### What you should do
Copy out all of the material exactly as presented.
+--
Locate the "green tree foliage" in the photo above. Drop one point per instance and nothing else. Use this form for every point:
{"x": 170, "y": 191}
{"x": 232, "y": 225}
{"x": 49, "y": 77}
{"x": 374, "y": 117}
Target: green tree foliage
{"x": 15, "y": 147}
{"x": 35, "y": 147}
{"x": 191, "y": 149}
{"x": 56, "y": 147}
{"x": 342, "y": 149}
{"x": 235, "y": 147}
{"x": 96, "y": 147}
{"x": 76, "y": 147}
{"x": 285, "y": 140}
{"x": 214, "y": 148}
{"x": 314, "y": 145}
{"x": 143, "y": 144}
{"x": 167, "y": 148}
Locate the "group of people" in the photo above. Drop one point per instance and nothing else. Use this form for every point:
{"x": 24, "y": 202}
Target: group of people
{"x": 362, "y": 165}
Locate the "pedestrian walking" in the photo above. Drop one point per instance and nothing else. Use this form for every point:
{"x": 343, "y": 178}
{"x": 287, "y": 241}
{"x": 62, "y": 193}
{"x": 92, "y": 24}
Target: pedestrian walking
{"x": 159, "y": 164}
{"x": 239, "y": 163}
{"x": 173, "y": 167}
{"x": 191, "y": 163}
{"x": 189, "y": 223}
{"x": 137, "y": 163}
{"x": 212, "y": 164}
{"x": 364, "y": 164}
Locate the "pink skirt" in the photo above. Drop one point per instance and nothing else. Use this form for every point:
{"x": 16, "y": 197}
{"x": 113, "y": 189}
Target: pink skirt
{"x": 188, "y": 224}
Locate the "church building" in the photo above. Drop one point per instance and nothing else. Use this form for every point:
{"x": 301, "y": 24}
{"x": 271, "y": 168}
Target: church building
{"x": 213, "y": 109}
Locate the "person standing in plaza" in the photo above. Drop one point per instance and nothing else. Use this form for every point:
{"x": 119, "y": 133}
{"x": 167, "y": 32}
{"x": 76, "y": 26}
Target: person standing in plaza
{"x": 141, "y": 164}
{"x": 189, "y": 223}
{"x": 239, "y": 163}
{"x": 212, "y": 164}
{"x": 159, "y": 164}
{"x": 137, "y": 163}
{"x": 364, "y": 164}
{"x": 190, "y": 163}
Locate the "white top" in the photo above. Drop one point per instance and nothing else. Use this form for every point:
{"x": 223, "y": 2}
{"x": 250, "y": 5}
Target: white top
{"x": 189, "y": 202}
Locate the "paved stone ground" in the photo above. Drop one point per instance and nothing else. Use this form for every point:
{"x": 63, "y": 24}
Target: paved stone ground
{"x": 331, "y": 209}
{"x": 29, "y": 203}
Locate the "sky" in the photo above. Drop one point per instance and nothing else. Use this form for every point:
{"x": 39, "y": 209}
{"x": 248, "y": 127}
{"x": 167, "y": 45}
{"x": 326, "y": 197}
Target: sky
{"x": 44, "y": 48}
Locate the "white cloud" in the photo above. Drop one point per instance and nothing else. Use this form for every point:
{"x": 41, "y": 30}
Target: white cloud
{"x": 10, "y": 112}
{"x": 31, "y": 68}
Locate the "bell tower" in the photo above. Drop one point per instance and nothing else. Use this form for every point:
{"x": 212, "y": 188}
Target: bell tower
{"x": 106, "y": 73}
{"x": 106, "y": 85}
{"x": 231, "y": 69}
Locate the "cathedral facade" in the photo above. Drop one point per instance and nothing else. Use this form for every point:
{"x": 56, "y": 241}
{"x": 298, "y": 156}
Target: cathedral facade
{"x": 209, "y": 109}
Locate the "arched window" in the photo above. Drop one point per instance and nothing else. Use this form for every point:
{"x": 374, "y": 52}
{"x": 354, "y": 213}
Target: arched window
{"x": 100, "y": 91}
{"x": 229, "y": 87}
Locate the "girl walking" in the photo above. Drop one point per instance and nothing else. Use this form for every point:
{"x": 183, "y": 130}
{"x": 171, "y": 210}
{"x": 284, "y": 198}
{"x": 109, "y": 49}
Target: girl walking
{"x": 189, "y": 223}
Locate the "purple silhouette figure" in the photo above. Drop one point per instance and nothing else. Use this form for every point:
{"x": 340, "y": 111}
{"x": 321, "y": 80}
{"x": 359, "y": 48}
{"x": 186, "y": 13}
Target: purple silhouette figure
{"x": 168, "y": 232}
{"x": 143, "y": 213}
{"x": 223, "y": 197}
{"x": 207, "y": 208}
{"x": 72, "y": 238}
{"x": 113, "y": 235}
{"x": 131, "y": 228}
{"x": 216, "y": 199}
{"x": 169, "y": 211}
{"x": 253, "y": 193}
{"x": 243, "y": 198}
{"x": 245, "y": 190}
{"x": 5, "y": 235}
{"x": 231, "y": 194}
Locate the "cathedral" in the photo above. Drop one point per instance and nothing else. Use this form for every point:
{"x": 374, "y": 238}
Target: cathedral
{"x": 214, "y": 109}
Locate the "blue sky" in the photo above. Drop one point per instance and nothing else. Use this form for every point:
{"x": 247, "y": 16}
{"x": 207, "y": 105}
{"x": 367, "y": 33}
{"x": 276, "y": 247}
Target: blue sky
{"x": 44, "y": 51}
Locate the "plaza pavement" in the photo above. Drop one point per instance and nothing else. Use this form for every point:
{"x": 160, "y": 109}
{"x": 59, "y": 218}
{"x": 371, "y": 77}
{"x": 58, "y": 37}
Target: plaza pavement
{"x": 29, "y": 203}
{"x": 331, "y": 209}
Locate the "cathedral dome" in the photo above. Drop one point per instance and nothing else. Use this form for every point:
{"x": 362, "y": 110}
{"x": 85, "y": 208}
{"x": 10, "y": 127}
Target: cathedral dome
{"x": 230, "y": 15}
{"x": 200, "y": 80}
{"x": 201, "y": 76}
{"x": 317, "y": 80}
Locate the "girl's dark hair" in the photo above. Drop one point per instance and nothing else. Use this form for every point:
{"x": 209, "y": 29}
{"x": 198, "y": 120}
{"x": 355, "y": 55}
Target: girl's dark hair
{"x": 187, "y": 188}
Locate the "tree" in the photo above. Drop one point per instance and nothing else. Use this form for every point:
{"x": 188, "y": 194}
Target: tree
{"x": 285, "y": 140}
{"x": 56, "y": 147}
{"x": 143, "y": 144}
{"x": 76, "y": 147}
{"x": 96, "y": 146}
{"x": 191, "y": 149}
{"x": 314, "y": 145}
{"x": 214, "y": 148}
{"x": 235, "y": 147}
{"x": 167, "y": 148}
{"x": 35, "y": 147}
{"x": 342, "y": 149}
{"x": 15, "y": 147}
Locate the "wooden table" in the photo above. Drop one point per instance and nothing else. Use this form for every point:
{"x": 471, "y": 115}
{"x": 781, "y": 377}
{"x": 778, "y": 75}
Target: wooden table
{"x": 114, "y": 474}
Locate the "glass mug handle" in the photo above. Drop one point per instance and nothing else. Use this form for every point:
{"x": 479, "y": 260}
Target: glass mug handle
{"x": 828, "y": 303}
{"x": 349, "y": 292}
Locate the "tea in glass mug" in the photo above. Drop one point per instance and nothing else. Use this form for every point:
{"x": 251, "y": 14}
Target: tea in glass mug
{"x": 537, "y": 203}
+--
### Solution to this task
Locate the "green tree foliage" in the photo above. Drop one point per instance and nothing else. Use this form for every point:
{"x": 170, "y": 191}
{"x": 232, "y": 225}
{"x": 49, "y": 77}
{"x": 374, "y": 117}
Target: green tree foliage
{"x": 15, "y": 147}
{"x": 35, "y": 147}
{"x": 191, "y": 149}
{"x": 56, "y": 147}
{"x": 342, "y": 149}
{"x": 235, "y": 147}
{"x": 96, "y": 147}
{"x": 76, "y": 147}
{"x": 285, "y": 140}
{"x": 214, "y": 148}
{"x": 314, "y": 145}
{"x": 143, "y": 144}
{"x": 167, "y": 148}
Locate the "group of people" in the photo above. Drop one point per instance and nothing else. Use this form for every point:
{"x": 24, "y": 202}
Target: group of people
{"x": 362, "y": 165}
Locate the "pedestrian walking" in the photo above. Drop one point per instance and nothing else. Use this form for every point:
{"x": 343, "y": 178}
{"x": 287, "y": 241}
{"x": 62, "y": 193}
{"x": 92, "y": 24}
Target: pedestrian walking
{"x": 159, "y": 164}
{"x": 239, "y": 163}
{"x": 173, "y": 167}
{"x": 191, "y": 163}
{"x": 189, "y": 223}
{"x": 137, "y": 163}
{"x": 212, "y": 164}
{"x": 364, "y": 164}
Locate the "pink skirt" in the photo above. Drop one point per instance and nothing else. Use this form for every point:
{"x": 16, "y": 197}
{"x": 113, "y": 189}
Target: pink skirt
{"x": 188, "y": 224}
Locate the "church building" in the photo above. Drop one point per instance and nothing else. Use this form for every point:
{"x": 301, "y": 24}
{"x": 271, "y": 168}
Target: church building
{"x": 213, "y": 109}
Locate the "person standing in plaza" in the photo above. Drop one point per instance and nothing else. Use this form for every point:
{"x": 119, "y": 133}
{"x": 167, "y": 32}
{"x": 76, "y": 26}
Target: person standing in plaza
{"x": 141, "y": 164}
{"x": 189, "y": 223}
{"x": 239, "y": 163}
{"x": 212, "y": 164}
{"x": 159, "y": 164}
{"x": 137, "y": 163}
{"x": 364, "y": 164}
{"x": 190, "y": 163}
Locate the "white top" in the photo above. Drop one point per instance and nothing else. Use this form for every point:
{"x": 223, "y": 2}
{"x": 250, "y": 5}
Target: white top
{"x": 189, "y": 202}
Locate the "paved stone ground" in the photo above. Drop one point per instance and nothing else. Use this form for every point:
{"x": 63, "y": 24}
Target: paved stone ground
{"x": 331, "y": 209}
{"x": 29, "y": 203}
Locate the "sky" in the photo above. Drop one point per instance and nothing else. Use this form for every point:
{"x": 39, "y": 209}
{"x": 248, "y": 127}
{"x": 167, "y": 45}
{"x": 326, "y": 197}
Target: sky
{"x": 44, "y": 48}
Locate the "white cloud" in the photo above. Drop one point per instance and nothing else. Use this form for every point:
{"x": 41, "y": 30}
Target: white cloud
{"x": 10, "y": 112}
{"x": 31, "y": 68}
Locate the "bell tower" in the photo above. Drop one point per instance and nothing else. Use this form for every point:
{"x": 212, "y": 188}
Target: bell tower
{"x": 106, "y": 73}
{"x": 106, "y": 85}
{"x": 231, "y": 69}
Locate the "cathedral facade" in the photo above. Drop one point per instance and nothing else. Use this form for every point:
{"x": 56, "y": 241}
{"x": 298, "y": 156}
Target: cathedral facade
{"x": 209, "y": 109}
Locate the "arched window" in the photo above. Drop one point per instance and nothing else. Use this form for every point:
{"x": 374, "y": 52}
{"x": 354, "y": 213}
Target: arched window
{"x": 100, "y": 91}
{"x": 229, "y": 87}
Locate the "girl walking" in the photo above. Drop one point per instance and nothing else. Use this form for every point:
{"x": 183, "y": 130}
{"x": 171, "y": 210}
{"x": 284, "y": 198}
{"x": 109, "y": 49}
Target: girl walking
{"x": 189, "y": 223}
Locate the "purple silhouette figure" in the photo above. Drop one point per instance and nothing else. Use this form for every point:
{"x": 340, "y": 111}
{"x": 321, "y": 80}
{"x": 359, "y": 48}
{"x": 186, "y": 13}
Target: purple silhouette figure
{"x": 168, "y": 232}
{"x": 143, "y": 213}
{"x": 223, "y": 197}
{"x": 207, "y": 208}
{"x": 72, "y": 238}
{"x": 113, "y": 235}
{"x": 131, "y": 228}
{"x": 216, "y": 199}
{"x": 169, "y": 211}
{"x": 253, "y": 193}
{"x": 243, "y": 198}
{"x": 245, "y": 190}
{"x": 5, "y": 235}
{"x": 231, "y": 194}
Locate the "cathedral" in the photo above. Drop one point per instance and nothing else. Use this form for every point:
{"x": 374, "y": 238}
Target: cathedral
{"x": 214, "y": 109}
Locate the "blue sky" in the photo above. Drop one point per instance and nothing else. Use this form for every point:
{"x": 247, "y": 16}
{"x": 207, "y": 105}
{"x": 367, "y": 33}
{"x": 276, "y": 247}
Target: blue sky
{"x": 44, "y": 51}
Locate the "plaza pavement" in the photo above. Drop one point per instance and nothing else. Use this form for every point:
{"x": 160, "y": 109}
{"x": 59, "y": 218}
{"x": 371, "y": 77}
{"x": 58, "y": 37}
Target: plaza pavement
{"x": 29, "y": 203}
{"x": 331, "y": 209}
Locate the "cathedral dome" in the photo above. Drop one point per instance and nothing else. Use this form for every point:
{"x": 362, "y": 110}
{"x": 85, "y": 208}
{"x": 10, "y": 127}
Target: cathedral dome
{"x": 230, "y": 15}
{"x": 200, "y": 80}
{"x": 201, "y": 76}
{"x": 317, "y": 80}
Locate the "girl's dark hair" in the photo above. Drop one point per instance and nothing else. Use this form for every point:
{"x": 209, "y": 29}
{"x": 198, "y": 120}
{"x": 355, "y": 55}
Target: girl's dark hair
{"x": 187, "y": 188}
Locate the "tree" in the photo above. Drop one point per instance and nothing else. Use this form for every point:
{"x": 188, "y": 194}
Target: tree
{"x": 285, "y": 140}
{"x": 56, "y": 147}
{"x": 143, "y": 144}
{"x": 76, "y": 147}
{"x": 96, "y": 146}
{"x": 191, "y": 149}
{"x": 314, "y": 145}
{"x": 214, "y": 148}
{"x": 235, "y": 147}
{"x": 167, "y": 148}
{"x": 35, "y": 147}
{"x": 342, "y": 149}
{"x": 15, "y": 147}
Locate the "wooden table" in the photo above. Drop one point per instance and nothing else. Use this form for every point:
{"x": 471, "y": 115}
{"x": 781, "y": 377}
{"x": 778, "y": 75}
Target: wooden table
{"x": 114, "y": 474}
Locate the "glass mug handle" in the photo above. Drop one point per instance and nothing else. Use this form for every point:
{"x": 479, "y": 260}
Target: glass mug handle
{"x": 828, "y": 303}
{"x": 349, "y": 292}
Locate the "tea in glass mug" in the photo above. Drop one point per instance and nothing else. Use this form for every point:
{"x": 251, "y": 14}
Target: tea in glass mug
{"x": 537, "y": 203}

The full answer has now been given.